### Enunciado del problema
Según el fragmento de origen, ¿sobre qué temas trataban los escritos de Murray Bookchin?
== Fragmento de origen ==
Tal día como hoy en 2006 moría Murray Bookchin, uno de los grandes y más
influyentes pensadores libertarios contemporáneos. Sus escritos sobre ecología,
comunalismo y municipalismo han sido relevantes para movimientos sociales de
todo el mundo.
Hacia un comunalismo
democrático
El Viejo Topo
30 julio, 2022
Mi visión del
anarquismo personal está lejos de ser completa; la tendencia personalista de este
cuerpo ideológico permite moldearlo de muchas maneras, siempre y cuando haya
palabras como imaginación, sagrado, intuitivo, éxtasis y primitivo que
embellezcan su superficie.
===
== Sección de datos ==
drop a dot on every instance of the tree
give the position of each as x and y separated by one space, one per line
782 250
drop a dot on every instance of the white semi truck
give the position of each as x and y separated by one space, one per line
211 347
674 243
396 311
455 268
===
### Tarea resuelta
Trataban sobre ecología, comunalismo y municipalismo.